What you should do -
Each line of the data below from the one holding "like x=127, y=189." to the one holding "like x=51, y=140.", inclusive, is to be reproduced exactly; no other line belongs in the answer.

Excerpted data -
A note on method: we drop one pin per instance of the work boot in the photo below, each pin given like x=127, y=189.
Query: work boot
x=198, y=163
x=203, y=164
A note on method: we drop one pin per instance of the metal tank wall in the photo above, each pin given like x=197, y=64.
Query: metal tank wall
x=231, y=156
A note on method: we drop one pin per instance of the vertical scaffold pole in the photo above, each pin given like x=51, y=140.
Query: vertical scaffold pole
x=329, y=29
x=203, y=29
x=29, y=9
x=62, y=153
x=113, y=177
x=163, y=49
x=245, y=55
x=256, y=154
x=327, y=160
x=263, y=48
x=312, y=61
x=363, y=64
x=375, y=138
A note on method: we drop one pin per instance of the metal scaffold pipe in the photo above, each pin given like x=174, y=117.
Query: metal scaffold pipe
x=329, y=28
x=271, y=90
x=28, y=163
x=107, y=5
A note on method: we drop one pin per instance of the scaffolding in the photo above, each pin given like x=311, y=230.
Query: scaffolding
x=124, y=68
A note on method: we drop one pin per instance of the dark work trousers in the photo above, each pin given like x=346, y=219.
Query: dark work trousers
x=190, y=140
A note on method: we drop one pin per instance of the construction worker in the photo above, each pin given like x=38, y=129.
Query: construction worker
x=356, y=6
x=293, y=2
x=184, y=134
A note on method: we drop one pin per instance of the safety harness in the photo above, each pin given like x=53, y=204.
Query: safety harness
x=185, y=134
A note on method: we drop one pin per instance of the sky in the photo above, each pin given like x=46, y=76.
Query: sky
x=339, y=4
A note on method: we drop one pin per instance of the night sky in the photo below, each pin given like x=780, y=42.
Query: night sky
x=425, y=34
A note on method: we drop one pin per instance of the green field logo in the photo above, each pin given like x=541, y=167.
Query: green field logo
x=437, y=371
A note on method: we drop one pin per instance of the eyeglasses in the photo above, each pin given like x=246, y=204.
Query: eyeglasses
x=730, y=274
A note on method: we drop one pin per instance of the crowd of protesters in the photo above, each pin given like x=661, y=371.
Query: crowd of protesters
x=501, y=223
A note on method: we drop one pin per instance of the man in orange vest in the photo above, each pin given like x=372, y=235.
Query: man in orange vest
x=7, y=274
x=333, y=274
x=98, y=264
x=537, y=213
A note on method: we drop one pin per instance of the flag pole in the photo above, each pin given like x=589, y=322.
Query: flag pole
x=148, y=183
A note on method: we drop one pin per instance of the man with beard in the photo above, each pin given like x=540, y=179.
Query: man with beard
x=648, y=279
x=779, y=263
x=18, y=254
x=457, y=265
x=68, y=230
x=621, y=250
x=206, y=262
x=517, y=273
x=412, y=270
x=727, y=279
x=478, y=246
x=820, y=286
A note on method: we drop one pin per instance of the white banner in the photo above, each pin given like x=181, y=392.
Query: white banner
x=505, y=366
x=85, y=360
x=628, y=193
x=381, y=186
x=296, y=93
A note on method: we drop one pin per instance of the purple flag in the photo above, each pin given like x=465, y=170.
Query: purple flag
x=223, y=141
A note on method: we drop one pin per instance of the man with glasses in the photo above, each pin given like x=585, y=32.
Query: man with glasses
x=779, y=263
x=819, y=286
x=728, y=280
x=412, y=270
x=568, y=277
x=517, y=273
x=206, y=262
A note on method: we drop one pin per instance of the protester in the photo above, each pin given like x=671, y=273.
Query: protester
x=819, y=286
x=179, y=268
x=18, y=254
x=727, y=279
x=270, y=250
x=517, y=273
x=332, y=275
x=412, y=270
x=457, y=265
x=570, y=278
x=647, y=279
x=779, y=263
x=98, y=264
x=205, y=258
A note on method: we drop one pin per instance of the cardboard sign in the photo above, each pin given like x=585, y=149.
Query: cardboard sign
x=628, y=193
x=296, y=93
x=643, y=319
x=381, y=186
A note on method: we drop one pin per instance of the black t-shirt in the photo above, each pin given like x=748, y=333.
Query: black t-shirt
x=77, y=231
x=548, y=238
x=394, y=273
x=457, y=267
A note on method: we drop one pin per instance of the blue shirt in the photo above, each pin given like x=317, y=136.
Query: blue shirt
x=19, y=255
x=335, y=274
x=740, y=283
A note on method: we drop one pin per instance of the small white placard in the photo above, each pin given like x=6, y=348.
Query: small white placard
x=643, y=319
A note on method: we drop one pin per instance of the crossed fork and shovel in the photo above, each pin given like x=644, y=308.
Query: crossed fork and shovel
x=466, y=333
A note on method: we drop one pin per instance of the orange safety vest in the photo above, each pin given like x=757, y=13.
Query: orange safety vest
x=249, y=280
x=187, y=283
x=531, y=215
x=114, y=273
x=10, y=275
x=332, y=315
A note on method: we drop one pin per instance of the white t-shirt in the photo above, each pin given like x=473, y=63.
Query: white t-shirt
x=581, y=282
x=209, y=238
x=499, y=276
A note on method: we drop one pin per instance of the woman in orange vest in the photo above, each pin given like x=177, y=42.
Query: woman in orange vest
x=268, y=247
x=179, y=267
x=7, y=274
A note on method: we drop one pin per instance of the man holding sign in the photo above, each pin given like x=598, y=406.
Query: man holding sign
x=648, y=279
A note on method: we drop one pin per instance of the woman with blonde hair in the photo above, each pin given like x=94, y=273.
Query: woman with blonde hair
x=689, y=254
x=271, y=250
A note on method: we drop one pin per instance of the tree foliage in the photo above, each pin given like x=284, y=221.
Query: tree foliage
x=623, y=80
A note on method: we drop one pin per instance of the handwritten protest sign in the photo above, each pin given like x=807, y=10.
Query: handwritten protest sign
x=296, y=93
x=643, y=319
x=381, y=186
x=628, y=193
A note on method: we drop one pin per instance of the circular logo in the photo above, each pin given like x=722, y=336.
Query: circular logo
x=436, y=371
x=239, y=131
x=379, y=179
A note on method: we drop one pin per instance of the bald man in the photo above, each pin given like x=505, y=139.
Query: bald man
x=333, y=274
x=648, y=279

* * *

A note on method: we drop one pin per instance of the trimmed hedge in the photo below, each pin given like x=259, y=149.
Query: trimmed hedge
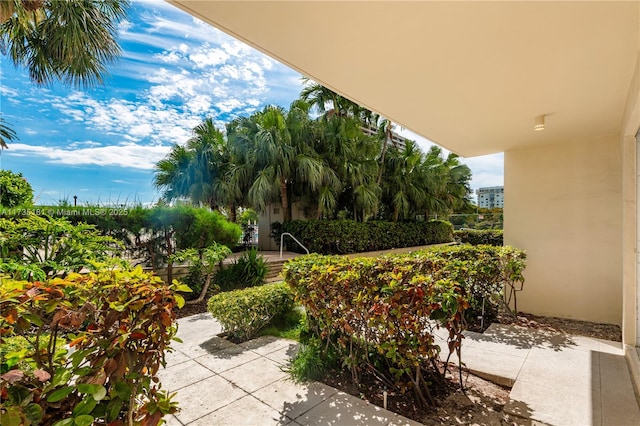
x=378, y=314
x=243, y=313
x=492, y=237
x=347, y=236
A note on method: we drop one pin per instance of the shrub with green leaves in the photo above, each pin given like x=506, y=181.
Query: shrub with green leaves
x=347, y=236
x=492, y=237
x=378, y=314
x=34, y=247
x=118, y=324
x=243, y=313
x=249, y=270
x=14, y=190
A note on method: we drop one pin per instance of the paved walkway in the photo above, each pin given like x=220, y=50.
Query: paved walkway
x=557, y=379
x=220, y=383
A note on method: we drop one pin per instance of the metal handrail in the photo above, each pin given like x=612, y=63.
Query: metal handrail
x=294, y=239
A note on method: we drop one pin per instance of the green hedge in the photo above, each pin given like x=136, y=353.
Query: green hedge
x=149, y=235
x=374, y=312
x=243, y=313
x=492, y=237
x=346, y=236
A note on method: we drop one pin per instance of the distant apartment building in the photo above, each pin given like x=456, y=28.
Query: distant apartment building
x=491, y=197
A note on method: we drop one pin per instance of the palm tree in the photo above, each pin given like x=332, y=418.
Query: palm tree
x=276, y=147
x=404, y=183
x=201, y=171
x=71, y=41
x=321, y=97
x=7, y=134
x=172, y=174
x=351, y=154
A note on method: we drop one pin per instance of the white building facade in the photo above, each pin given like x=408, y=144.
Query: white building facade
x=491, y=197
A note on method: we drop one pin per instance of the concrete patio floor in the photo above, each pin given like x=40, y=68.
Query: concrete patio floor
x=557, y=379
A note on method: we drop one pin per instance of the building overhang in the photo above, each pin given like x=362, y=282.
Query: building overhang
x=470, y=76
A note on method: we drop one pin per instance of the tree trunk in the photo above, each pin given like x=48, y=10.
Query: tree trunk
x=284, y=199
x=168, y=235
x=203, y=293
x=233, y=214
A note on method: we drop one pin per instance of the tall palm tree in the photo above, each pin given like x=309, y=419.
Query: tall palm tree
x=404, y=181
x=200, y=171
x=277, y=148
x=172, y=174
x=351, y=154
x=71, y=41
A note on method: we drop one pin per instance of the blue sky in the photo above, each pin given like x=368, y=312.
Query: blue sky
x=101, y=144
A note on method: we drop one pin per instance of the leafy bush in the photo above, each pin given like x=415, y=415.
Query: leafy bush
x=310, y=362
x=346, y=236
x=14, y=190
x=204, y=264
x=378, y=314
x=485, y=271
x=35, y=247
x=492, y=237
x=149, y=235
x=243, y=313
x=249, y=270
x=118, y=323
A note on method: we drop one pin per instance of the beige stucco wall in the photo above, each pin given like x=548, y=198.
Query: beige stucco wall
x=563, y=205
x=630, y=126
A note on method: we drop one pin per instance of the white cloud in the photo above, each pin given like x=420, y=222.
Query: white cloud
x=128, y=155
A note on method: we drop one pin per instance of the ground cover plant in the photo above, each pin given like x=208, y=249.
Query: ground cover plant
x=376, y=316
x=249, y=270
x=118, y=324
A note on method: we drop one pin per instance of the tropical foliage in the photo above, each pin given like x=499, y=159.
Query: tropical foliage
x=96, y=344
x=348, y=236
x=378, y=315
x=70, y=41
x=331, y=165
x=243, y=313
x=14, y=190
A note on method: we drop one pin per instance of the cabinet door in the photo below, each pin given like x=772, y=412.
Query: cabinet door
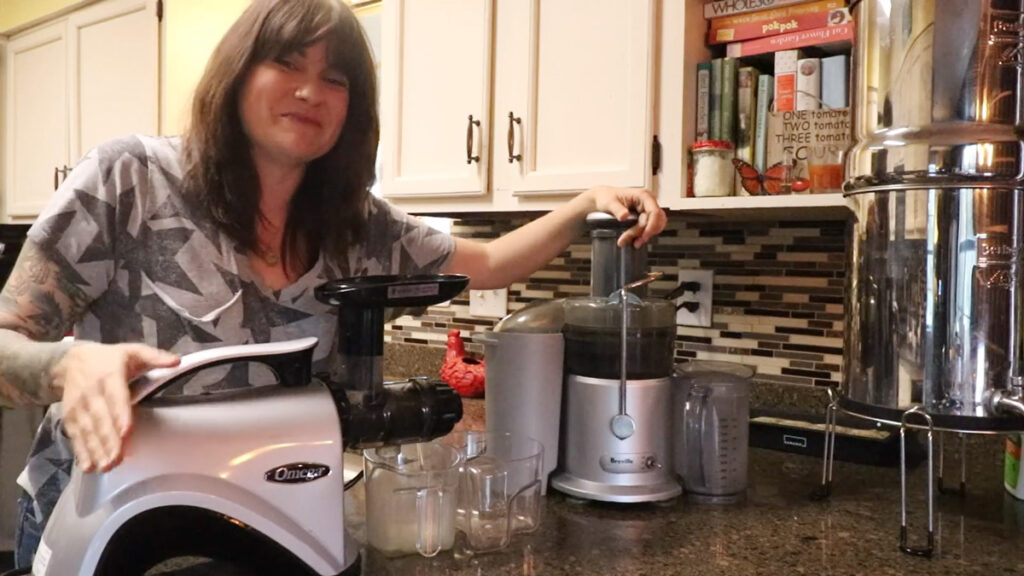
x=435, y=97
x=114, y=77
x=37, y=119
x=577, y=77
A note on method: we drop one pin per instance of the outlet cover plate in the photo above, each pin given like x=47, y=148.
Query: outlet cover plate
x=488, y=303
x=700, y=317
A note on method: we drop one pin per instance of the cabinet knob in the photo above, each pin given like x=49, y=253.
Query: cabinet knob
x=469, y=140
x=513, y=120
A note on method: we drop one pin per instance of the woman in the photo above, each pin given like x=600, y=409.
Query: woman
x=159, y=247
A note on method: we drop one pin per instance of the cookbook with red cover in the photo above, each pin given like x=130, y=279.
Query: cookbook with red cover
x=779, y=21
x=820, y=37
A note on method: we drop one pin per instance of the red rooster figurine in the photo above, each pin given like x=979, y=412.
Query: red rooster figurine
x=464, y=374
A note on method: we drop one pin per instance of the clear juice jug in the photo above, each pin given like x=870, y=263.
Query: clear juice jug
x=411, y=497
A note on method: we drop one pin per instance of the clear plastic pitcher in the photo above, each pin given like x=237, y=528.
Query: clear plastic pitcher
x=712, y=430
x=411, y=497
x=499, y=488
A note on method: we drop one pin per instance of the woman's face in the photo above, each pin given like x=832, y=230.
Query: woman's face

Reply to the task -
A note on method: we drop one pin per instance of the work boot in the photo below, each pin given like x=127, y=189.
Query: work boot
x=198, y=163
x=203, y=164
A note on method: we drop one pin per instance of the metal tank wall in the photo above, each pin given like x=197, y=64.
Query: metal tank wall
x=231, y=156
A note on method: we drop one pin per instance of the vertical scaffold pole in the photo above, each pin given like x=51, y=140.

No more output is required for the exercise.